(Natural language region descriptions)
------------------------------------------------

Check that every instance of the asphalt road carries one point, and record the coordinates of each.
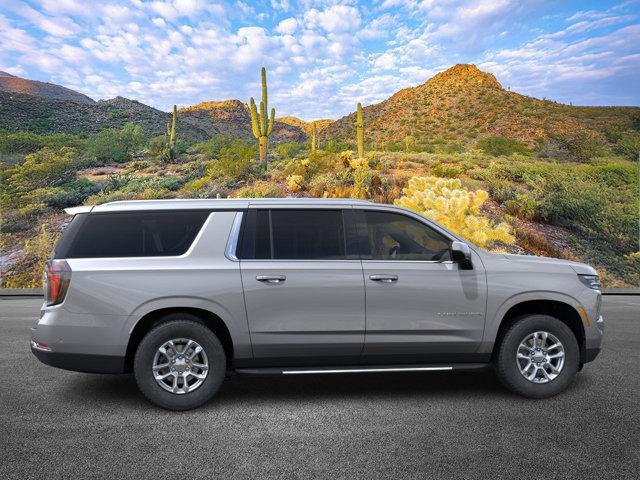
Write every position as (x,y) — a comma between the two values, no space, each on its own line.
(56,424)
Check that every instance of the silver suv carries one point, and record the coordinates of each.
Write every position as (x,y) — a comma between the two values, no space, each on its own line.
(182,291)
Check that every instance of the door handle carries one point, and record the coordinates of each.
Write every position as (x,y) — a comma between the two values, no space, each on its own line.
(384,278)
(271,278)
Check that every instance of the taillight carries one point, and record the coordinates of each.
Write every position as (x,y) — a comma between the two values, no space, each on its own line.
(57,275)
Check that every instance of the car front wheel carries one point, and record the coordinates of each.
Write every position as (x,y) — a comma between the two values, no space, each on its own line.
(538,356)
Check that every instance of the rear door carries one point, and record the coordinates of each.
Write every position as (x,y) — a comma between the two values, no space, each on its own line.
(303,286)
(420,306)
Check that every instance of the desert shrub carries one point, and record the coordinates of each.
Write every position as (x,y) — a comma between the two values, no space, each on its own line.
(211,148)
(288,150)
(260,189)
(116,145)
(234,159)
(629,146)
(447,170)
(447,202)
(498,146)
(28,142)
(157,145)
(69,194)
(295,183)
(30,268)
(523,206)
(581,146)
(42,169)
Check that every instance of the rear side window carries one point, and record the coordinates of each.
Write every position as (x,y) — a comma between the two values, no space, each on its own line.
(310,234)
(131,234)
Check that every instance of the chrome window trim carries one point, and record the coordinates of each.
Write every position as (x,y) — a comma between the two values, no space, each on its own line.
(232,242)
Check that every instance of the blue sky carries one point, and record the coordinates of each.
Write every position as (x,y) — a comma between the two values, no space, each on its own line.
(322,56)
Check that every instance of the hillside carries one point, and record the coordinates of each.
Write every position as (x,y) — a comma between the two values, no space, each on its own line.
(12,84)
(20,111)
(232,118)
(47,115)
(305,126)
(463,103)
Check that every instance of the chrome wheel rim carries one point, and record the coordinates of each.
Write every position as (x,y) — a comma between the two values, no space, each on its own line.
(180,365)
(540,357)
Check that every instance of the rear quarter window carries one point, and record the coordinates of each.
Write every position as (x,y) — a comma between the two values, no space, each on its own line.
(130,234)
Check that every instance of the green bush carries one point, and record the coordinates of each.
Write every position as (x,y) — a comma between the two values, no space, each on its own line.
(498,146)
(44,169)
(211,148)
(28,142)
(629,146)
(157,145)
(581,146)
(116,145)
(233,160)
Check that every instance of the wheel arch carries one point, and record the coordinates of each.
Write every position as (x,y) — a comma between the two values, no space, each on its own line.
(562,310)
(155,317)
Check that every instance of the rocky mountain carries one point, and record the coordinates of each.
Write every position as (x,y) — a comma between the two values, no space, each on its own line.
(16,85)
(305,126)
(464,103)
(19,111)
(47,108)
(232,117)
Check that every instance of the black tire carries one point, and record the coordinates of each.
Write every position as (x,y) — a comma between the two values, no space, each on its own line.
(179,325)
(507,368)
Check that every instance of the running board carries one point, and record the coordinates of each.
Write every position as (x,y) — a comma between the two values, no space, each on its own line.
(361,369)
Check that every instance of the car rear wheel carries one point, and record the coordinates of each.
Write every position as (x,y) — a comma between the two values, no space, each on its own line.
(538,356)
(180,364)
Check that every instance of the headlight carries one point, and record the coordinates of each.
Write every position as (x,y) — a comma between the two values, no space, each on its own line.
(590,281)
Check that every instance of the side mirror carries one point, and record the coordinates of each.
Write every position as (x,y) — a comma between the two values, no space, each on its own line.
(461,254)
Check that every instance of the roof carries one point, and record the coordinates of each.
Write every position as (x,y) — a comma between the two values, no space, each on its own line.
(210,204)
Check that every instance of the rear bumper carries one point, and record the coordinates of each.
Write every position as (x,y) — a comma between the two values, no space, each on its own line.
(80,362)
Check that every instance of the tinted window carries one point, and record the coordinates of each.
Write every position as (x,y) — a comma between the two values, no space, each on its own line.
(294,235)
(145,234)
(393,236)
(307,234)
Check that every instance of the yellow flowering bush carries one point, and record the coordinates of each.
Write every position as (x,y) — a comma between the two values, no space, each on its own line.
(37,251)
(448,203)
(295,182)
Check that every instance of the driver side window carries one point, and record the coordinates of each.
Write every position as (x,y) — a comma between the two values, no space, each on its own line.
(392,236)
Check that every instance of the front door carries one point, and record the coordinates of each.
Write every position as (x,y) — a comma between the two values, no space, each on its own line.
(304,290)
(420,306)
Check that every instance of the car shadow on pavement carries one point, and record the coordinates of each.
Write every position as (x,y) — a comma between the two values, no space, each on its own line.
(122,389)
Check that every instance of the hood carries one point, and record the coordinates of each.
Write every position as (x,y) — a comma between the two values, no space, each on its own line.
(579,268)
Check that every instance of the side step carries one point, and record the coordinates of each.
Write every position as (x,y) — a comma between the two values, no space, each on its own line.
(361,369)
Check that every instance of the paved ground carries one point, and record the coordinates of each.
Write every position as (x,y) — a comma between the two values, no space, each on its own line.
(56,424)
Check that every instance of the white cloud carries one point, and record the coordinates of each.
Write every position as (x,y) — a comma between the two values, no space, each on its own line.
(287,26)
(55,26)
(335,19)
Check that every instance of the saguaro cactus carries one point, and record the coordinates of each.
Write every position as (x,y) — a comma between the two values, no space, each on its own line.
(171,136)
(360,132)
(260,124)
(314,137)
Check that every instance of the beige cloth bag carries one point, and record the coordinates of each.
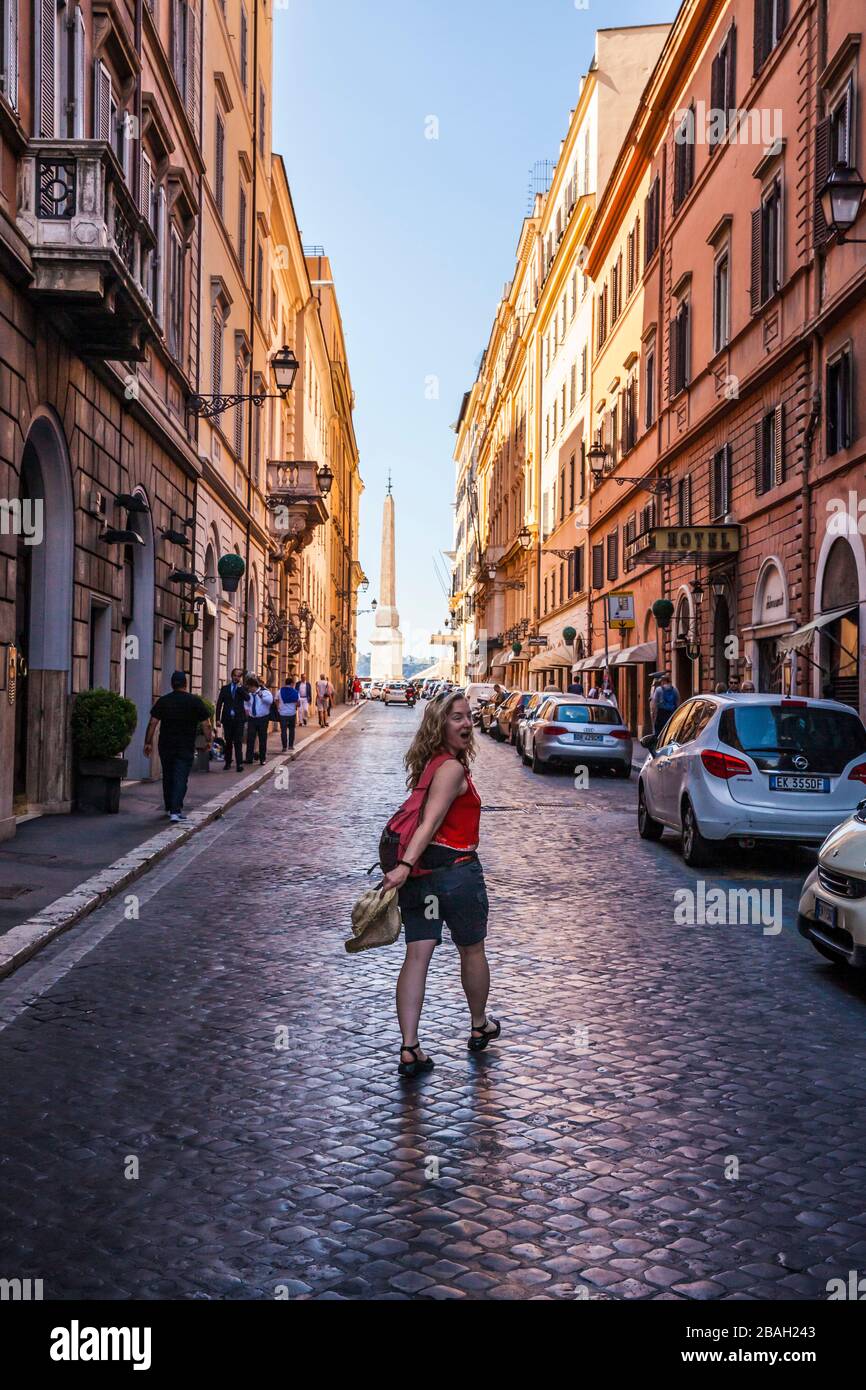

------------------------------------------------

> _PROBLEM STATEMENT_
Only the number is needed: please work out how many lines in the data contain the string "bush".

> _COMPLETED EXERCISE_
2